— Start of RECORDS PROVIDED —

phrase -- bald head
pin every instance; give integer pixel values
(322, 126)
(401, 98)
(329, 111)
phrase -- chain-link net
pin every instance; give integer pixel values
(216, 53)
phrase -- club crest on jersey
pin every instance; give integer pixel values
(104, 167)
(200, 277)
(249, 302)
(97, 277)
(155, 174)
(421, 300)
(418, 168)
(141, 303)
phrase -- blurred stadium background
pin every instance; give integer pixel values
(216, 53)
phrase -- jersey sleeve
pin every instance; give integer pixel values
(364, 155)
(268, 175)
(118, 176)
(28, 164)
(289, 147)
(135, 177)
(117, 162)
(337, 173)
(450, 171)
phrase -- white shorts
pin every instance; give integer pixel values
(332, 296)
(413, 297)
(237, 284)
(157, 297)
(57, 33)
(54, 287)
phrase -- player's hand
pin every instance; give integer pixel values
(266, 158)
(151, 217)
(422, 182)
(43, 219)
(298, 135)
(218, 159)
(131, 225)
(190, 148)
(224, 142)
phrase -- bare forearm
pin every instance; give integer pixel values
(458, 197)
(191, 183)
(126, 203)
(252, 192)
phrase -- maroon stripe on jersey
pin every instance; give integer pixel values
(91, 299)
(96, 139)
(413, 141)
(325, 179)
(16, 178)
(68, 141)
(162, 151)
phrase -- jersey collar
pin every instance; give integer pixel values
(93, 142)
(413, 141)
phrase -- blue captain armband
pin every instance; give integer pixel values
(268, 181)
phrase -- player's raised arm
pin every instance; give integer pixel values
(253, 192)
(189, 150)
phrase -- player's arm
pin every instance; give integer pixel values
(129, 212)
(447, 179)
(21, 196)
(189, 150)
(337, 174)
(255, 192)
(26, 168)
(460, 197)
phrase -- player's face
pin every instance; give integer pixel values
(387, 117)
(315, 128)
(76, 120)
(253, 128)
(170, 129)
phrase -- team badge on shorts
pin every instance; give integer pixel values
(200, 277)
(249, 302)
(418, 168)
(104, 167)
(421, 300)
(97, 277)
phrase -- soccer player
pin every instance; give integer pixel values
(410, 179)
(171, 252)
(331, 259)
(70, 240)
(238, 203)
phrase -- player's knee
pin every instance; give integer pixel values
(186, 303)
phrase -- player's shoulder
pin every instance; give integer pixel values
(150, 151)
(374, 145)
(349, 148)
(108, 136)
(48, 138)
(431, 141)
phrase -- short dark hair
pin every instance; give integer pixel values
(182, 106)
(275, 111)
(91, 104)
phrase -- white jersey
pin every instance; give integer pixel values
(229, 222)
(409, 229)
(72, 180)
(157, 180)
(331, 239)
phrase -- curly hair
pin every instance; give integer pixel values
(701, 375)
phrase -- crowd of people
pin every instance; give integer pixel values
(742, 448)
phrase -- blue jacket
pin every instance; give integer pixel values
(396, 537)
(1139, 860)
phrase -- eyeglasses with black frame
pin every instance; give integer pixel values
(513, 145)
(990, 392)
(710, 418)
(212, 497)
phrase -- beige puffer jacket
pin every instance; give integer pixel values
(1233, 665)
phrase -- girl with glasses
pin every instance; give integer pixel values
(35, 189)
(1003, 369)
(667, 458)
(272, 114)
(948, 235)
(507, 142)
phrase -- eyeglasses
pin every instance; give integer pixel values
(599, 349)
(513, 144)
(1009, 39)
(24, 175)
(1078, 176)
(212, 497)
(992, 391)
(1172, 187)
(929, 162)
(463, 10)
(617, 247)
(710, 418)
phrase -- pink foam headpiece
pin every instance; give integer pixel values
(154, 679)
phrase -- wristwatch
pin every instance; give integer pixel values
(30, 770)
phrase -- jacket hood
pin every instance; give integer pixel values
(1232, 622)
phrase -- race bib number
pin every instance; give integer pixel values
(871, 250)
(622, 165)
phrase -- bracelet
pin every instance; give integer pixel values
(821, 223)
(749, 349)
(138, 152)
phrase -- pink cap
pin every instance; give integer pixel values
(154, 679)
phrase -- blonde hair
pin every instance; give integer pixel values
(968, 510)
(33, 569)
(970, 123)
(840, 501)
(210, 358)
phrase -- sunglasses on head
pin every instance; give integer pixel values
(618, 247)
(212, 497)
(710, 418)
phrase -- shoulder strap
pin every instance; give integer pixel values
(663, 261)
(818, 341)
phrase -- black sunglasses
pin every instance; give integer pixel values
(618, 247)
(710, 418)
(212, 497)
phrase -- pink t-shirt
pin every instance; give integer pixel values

— End of RECORDS PROVIDED —

WHAT IS REQUIRED |
Write out the records above again, from the line with "phrase -- race bib number" through the end, keeping every line, and add 9 to each number in the coordinates.

WRITTEN SOLUTION |
phrase -- race bib number
pin every instance; give integer pixel values
(880, 259)
(631, 174)
phrase -- bracelet
pin every instance; give integer pixel values
(830, 232)
(758, 358)
(147, 161)
phrase -- pink cap
pin every instance; give integer pixel values
(163, 688)
phrase -- blonde hair
pin every instance; give integer pixel values
(977, 519)
(42, 578)
(979, 132)
(849, 510)
(219, 367)
phrase -- sunglasses on head
pin every instance; give integer pixel values
(627, 256)
(221, 506)
(719, 427)
phrase -- shoulder strap
pin every instance; give integer pixel values
(672, 270)
(827, 350)
phrase -- black sunglasses
pin every instance; give integer pixel values
(627, 256)
(719, 427)
(221, 506)
phrase -- pink t-shirt
pin every instance; give integer pixel values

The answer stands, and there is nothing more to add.